— BEGIN —

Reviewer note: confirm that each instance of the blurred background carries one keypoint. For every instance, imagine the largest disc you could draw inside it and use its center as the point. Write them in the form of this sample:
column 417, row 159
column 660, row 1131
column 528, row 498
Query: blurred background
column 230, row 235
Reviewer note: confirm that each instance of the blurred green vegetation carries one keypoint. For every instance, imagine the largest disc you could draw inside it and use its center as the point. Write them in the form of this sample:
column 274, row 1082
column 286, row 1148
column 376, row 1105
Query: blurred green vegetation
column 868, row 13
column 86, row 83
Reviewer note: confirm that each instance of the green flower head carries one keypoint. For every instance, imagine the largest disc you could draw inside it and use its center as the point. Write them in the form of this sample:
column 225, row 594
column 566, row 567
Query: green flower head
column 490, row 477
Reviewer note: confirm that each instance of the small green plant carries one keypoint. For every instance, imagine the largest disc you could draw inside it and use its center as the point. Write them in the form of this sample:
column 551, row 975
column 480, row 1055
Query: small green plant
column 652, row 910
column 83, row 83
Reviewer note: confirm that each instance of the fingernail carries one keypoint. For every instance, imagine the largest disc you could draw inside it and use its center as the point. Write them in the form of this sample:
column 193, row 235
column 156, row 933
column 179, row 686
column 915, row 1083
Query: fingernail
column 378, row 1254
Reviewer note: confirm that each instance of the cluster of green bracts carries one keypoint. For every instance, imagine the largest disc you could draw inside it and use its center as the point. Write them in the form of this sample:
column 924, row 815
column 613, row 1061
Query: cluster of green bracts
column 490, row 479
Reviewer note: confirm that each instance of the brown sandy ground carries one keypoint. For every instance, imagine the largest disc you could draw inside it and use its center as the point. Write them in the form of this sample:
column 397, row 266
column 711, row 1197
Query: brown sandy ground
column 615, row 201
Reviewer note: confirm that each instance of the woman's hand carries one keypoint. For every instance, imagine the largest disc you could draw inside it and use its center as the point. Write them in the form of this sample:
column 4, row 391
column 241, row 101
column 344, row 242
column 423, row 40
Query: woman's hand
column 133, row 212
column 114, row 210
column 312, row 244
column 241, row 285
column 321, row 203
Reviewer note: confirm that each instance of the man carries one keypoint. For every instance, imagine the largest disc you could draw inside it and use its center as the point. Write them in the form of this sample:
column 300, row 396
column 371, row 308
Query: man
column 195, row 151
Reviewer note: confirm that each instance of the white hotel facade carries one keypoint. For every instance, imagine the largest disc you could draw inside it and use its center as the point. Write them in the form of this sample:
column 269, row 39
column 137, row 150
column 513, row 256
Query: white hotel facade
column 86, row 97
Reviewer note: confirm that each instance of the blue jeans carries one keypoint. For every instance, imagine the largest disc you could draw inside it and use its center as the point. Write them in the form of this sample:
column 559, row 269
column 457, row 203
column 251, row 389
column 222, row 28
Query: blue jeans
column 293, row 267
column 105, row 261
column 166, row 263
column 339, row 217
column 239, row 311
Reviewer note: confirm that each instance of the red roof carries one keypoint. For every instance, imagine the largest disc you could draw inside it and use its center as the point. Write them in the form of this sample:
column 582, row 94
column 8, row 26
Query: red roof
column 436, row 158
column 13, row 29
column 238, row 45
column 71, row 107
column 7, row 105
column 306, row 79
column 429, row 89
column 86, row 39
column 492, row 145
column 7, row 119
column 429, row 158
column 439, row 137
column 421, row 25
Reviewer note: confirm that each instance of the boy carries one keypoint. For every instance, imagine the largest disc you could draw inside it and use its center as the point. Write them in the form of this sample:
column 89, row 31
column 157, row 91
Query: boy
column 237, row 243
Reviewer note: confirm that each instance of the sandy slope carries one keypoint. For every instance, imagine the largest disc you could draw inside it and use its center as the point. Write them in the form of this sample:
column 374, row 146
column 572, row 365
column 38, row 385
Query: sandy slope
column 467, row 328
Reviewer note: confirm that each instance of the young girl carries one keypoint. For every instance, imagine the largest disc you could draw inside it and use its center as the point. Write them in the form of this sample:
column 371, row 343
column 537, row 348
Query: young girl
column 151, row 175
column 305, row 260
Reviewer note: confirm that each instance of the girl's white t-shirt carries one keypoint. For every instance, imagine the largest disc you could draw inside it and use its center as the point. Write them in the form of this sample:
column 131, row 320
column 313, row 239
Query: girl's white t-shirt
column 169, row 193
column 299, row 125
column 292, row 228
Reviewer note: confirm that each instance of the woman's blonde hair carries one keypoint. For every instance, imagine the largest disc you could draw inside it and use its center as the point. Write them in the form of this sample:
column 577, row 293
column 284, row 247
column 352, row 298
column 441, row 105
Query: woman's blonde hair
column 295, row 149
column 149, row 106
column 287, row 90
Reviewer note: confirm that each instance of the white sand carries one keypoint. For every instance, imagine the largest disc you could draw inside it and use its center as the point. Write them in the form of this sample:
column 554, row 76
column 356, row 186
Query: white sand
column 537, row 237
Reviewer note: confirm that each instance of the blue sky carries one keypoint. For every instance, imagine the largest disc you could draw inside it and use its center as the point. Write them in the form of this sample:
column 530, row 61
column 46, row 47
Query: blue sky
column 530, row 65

— END —

▸ **Requirements**: Copy out every one of the lines above word for word, changing nothing.

▸ **Problem solution**:
Reviewer note: confirm that each instance of the blurred background carries one keypoint. For every instance, imagine the largest disc you could draw inside it and use its center as the point. Write them in the form of this sample:
column 417, row 159
column 660, row 1131
column 528, row 498
Query: blurred background
column 230, row 235
Reviewer note: confirm that each instance of the blurred green vegetation carries one keypoint. For every instance, imagine the largest disc you could draw inside it and use its center as the point. Write them in the form of this sample:
column 274, row 1082
column 286, row 1148
column 376, row 1105
Query: blurred green vegetation
column 868, row 13
column 86, row 83
Reviewer note: confirm that each instance of the green flower head carries one keypoint. For every instance, imagine the largest disc you could draw inside it and use its center as the point. Write them in the form of this sample:
column 225, row 594
column 566, row 567
Query: green flower head
column 490, row 477
Reviewer note: confirm that each instance of the small green plant carries one keypoint. For every instance, imagine the largest disc you could draw inside it and use its center as the point. Write them in the form of this sample:
column 551, row 975
column 480, row 1055
Query: small green plant
column 652, row 910
column 83, row 83
Reviewer note: confirm that each instance of the fingernail carries one keypoint. For every instance, imagine the largest disc you could draw inside it and use its center as the point. Write them in the form of this sample:
column 193, row 235
column 156, row 933
column 179, row 686
column 915, row 1083
Query: fingernail
column 378, row 1254
Reviewer note: confirm that each instance of the cluster of green bracts carries one keypoint. For every instance, imagine the largest disc you could draw inside it and use its center as the point. Write them in the form of this sample:
column 924, row 815
column 613, row 1061
Query: cluster of green bracts
column 490, row 479
Reviewer note: confirm that each instance of the brown sandy ground carries one keypoint. For every instance, imagine the largest disc you could draw inside it and use its center as the point. Write them in the form of this sample:
column 397, row 266
column 711, row 1197
Query: brown sandy ground
column 615, row 201
Reviewer note: confirm that each instance of the woman's hand carries one keypoint. For every instance, imagine the largest disc you could draw inside it and use its center as the point. Write them in the form of this sample:
column 4, row 391
column 241, row 101
column 344, row 242
column 423, row 40
Query: woman's hand
column 133, row 212
column 114, row 210
column 312, row 244
column 241, row 285
column 321, row 203
Reviewer note: confirm that each instance of the man carries one keypoint. For every instance, imagine the largest disc you could draw inside it and use its center as the point. Write them in the form of this sample:
column 300, row 396
column 371, row 308
Query: man
column 195, row 151
Reviewer note: confirm that each instance of the white hotel facade carries one keypoint. For every instance, imagine the largest disc you could draw inside it and use its center as the point. Write them in the form of this sample:
column 269, row 39
column 137, row 150
column 513, row 256
Query: white hotel facade
column 86, row 97
Reviewer note: confirm that each instance of the blue jeans carries one keypoint. For every instance, imagine the largest disc you could draw inside it and use its center as the point. Write them in the form of this sample:
column 559, row 269
column 457, row 203
column 251, row 389
column 222, row 28
Query: blue jeans
column 293, row 267
column 105, row 261
column 166, row 263
column 339, row 217
column 239, row 311
Reviewer note: confirm that each instance of the red roof carries one keypoint. For every instance, imagine the largest disc you could draw inside it and use its center as the point. Write them in the form of this sample:
column 582, row 94
column 8, row 26
Query: red roof
column 436, row 158
column 13, row 29
column 238, row 45
column 71, row 107
column 7, row 105
column 306, row 79
column 429, row 89
column 86, row 39
column 492, row 145
column 7, row 119
column 429, row 158
column 439, row 137
column 421, row 25
Reviewer note: confirm that each instance of the boy carries one keypoint. For every instance, imagine the largest disc you could draw inside it and use its center as the point. Write them in the form of this sample:
column 89, row 31
column 157, row 91
Query: boy
column 237, row 243
Reviewer note: confirm that each instance of the sandy slope carries one keypoint. For every instance, imagine the largest disc you could draw inside it and use its center as the point. Write them in the form of this sample:
column 374, row 146
column 572, row 365
column 38, row 385
Query: sandy slope
column 467, row 328
Reviewer note: confirm that each instance of the young girl carries one keypoint. For every instance, imagine the largest disc you could draw inside it and use its center as the point. Write them in the form of this sample:
column 371, row 343
column 537, row 348
Query: young girl
column 151, row 175
column 305, row 260
Reviewer note: confirm that each instance of the girl's white t-shirt carries one keypoint. For every instance, imagine the largest disc you could draw inside it and use its center as the point. Write them in the form of this sample:
column 131, row 320
column 313, row 239
Query: girl's white t-shirt
column 169, row 193
column 299, row 125
column 292, row 228
Reviewer note: confirm that each instance of the woman's blonde hair carries one keypoint. For every instance, imagine the largest disc you could draw inside it and use its center as the point. Write them in the form of this sample:
column 577, row 293
column 284, row 247
column 352, row 298
column 441, row 105
Query: woman's blonde hair
column 295, row 149
column 149, row 106
column 287, row 90
Reviewer note: confirm that each instance of the white sand carries one keypoint. For every instance, imagine the largest disc you could draw inside it and use its center as the point. Write them in the form of this sample:
column 554, row 76
column 356, row 186
Query: white sand
column 537, row 237
Reviewer note: confirm that each instance of the blue sky carries one keypoint. For every instance, imagine the largest disc you could draw inside it and use its center as the point. Write them in the form of this sample:
column 530, row 61
column 46, row 47
Query: blue sky
column 530, row 65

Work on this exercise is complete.